■ WORK ORDER:
Repeat exactly, and only, the lines of the entries below from the one with "Target: nose" through the one with "Target: black eyeglass frame", both ends included.

[THE DATA Boundary: Start]

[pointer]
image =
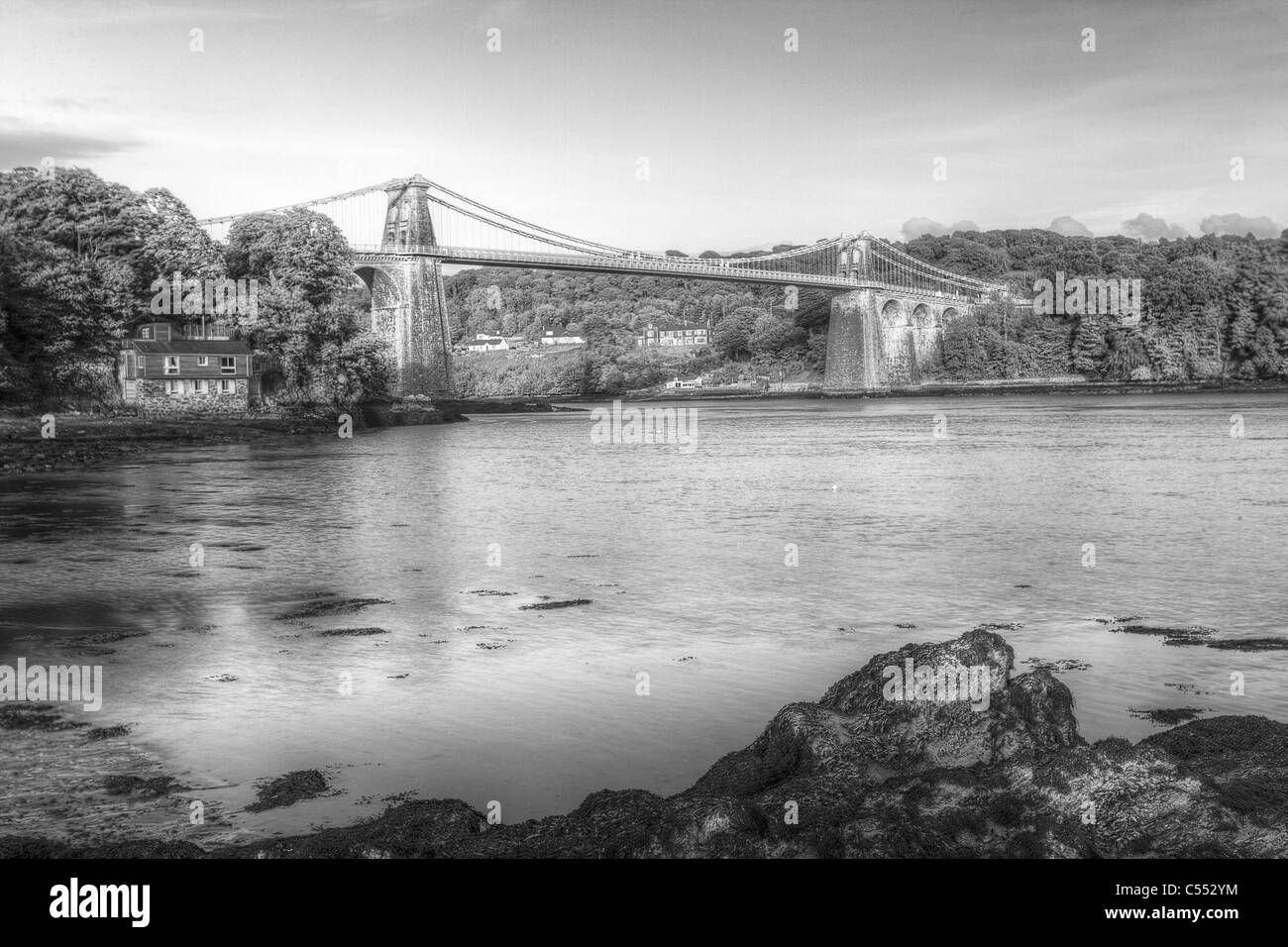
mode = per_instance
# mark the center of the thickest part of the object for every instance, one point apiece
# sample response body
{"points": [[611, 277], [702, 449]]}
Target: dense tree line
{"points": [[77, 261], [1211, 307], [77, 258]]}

[THE DATA Boundary: End]
[THE DATA Boundary: Start]

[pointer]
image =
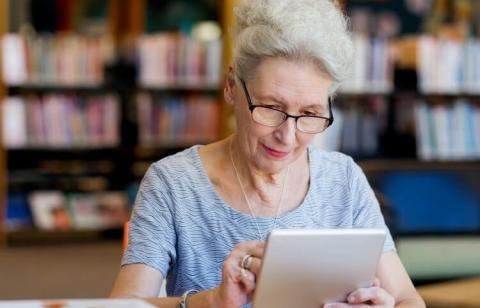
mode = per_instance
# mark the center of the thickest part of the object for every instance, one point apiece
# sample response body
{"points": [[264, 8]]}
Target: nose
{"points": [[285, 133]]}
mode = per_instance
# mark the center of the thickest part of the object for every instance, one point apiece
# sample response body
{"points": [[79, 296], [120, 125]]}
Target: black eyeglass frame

[THE DATA Boundary: End]
[THE DATA Boundary: Start]

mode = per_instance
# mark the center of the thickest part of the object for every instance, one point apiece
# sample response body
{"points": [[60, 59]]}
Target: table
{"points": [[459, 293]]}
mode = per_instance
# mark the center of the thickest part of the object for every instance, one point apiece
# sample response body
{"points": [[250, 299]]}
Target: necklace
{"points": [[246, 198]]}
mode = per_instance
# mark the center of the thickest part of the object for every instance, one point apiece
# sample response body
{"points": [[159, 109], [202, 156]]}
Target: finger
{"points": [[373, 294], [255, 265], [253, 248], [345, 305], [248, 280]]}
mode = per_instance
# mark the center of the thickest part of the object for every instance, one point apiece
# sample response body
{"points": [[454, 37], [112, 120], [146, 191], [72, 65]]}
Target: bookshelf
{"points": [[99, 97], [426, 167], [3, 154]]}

[THE DATA Boundary: End]

■ SOLVED PROBLEM:
Target: nose
{"points": [[285, 133]]}
mode = per_instance
# mark the center of the thickest part of the object for every instance, one point apiece
# sample response body
{"points": [[79, 296], [120, 125]]}
Target: black eyeglass frame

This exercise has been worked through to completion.